## SELECTED PASSAGE:
┏━━
33 responses to “Kurt B. Reighley, Author of United States of Americana, Makes You Want to Make Things”

  1. Cynthia Hawkins says:

    Oh! I need to pass this on to a friend of mine who once offered her college students extra credit if they could bring something useful to class they’d made entirely by hand. Great article as always, Litsa. This book is going on my must-read list. Thanks for covering it!

  2. Thanks so much, Cynthia! Huge all is well in Austin! Definitely pass the word along to your friend and read it when you can: like I said in the piece, I’m not the kind who’s like, “Yeah! Canning! High five!” and the book makes me want to knit and crochet again and develop new skills.

    • Cynthia Hawkins says:

      The same friend I mentioned sparked my interest in hand-stitched quilting. Which I can get really obsessive about, so my quilt-in-progress has been tucked away for the time being for my own sanity. However, when I was working on it, it occurred to me how much what I was doing corresponded to the craft of writing. I was revising something at the time, and the act of quilting actually gave me an idea about how to restructure the piece of writing I was working on.
┗━━
## MATERIAL FOR THIS TASK:
┏━━
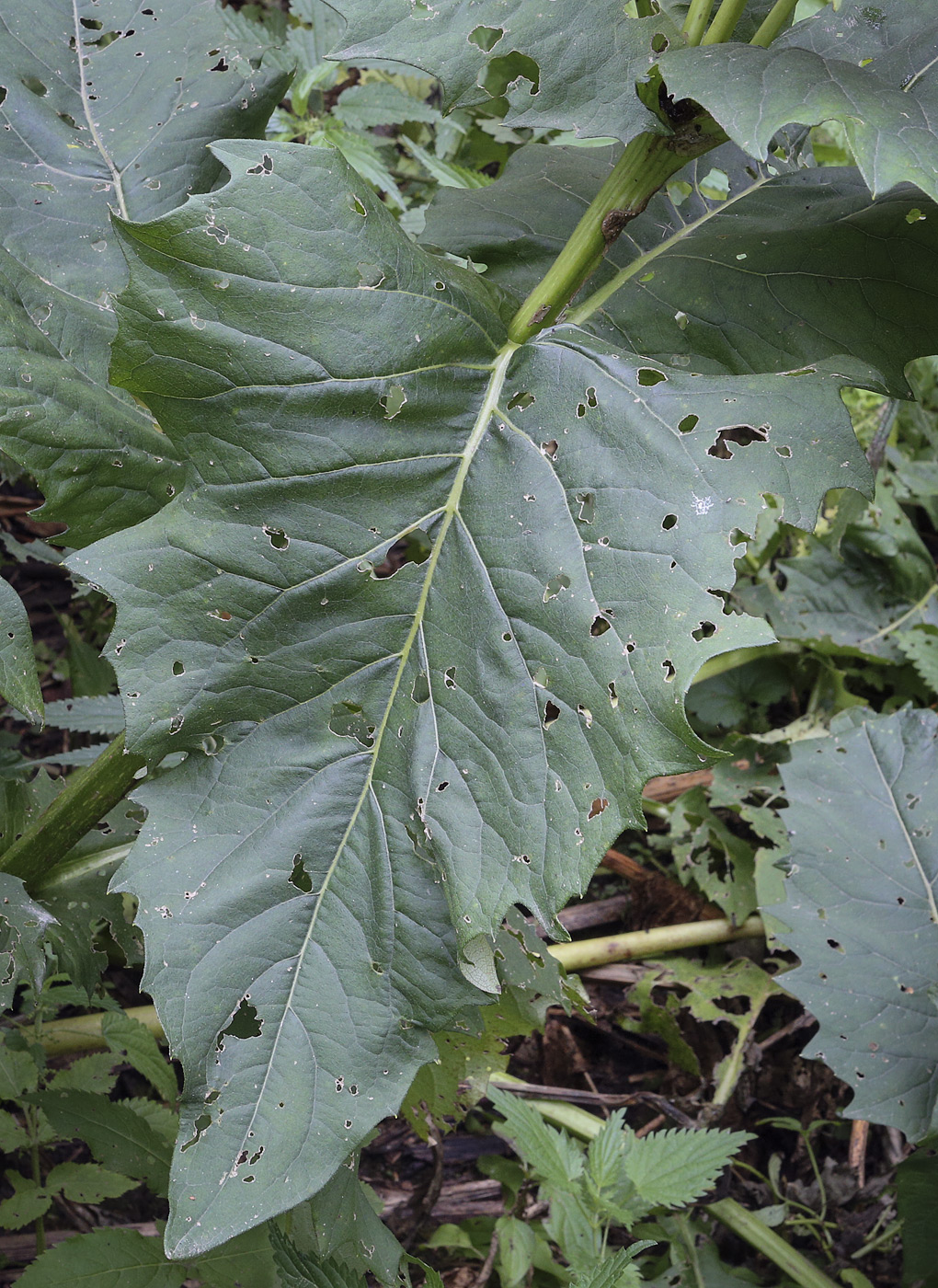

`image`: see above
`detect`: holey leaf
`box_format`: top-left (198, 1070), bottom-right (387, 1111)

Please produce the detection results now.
top-left (660, 0), bottom-right (938, 200)
top-left (0, 0), bottom-right (288, 546)
top-left (71, 142), bottom-right (866, 1256)
top-left (332, 0), bottom-right (683, 143)
top-left (773, 708), bottom-right (938, 1140)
┗━━
## TASKS TO CARRY OUT:
A. Swap "holey leaf" for "damaged leaf" throughout the records and write them out again with everything else unchanged, leaving out the pictures.
B. Write the next part of the comment thread on Kurt B. Reighley's United States of Americana, picking up after its last sentence.
The records have no connection to the text.

## THE RESULTS:
A.
`image`: see above
`detect`: damaged leaf
`box_format`: top-left (198, 1070), bottom-right (387, 1111)

Please produce the detection results now.
top-left (660, 0), bottom-right (938, 200)
top-left (0, 0), bottom-right (288, 546)
top-left (71, 142), bottom-right (866, 1256)
top-left (332, 0), bottom-right (683, 143)
top-left (773, 708), bottom-right (938, 1140)

B.
      And, oh, I should clarify, I actually live closer to San Antonio, though I pine for Austin daily. More of a literary scene there. I think if a TNB event were to happen anywhere around here, it would do best in Austin. That’s where Literary Death Match makes its stops as well. But, I’m sure all is JUST GRAND in Austin right now. Perfect, in fact. *sigh*

      Irene, if you see this comment, teach me to make bread without a bread machine! I make bread-bricks.

      • Cynthia, that makes sense re Austin. I saw “San Antonio” on your Twitter feed this morning (thanks for the RT!) and thought maybe you’d moved.

        I think you underscore a wise point about the overlap between quilting and crafts of that nature and writing: both require meticulous attention to detail and absorb one’s concentration completely. Wonderful that resuming work on your quilt spurred new writing ideas. Hooray! As you know, I always look forward to your words!

  3. Irene Zion says:

    I make all my own bread without a bread machine.
    Do I make the grade, Litsa?

    • Judy Prince says:

      Irene, you darling woman, you’ve returned to us—-and I’m almost afraid, as usual, to ask what you’ve been up to,,,,,you and that wild Victor! Doubtless your next TNB post will let me know what hell you’ve wrought in the world. Heh.

      Now to the most important issue of our lives: Please tell me how you make homemade whole wheat bread, no machines other than the oven. I did it once and totally adored the doing! ‘Twas super-easy but I’ve lost the recipe. Kneading the dough has to be one of the most sensual experiences ever. Plus I found m’sel’ kinda mesmerised as I kneaded, like praying or meditating. The breads and pastries over here in England blow my mind. They call whole wheat “wholemeal,” and it’s very popular, and they have lotsa varieties of it with, for example, other grains with it.

      Big mistake, me talking about food at 2 in the morning. Now I have to look in the fridge for a snack.

      Welcome back, Irene! And apologies to Litsa for hijacking her comments column.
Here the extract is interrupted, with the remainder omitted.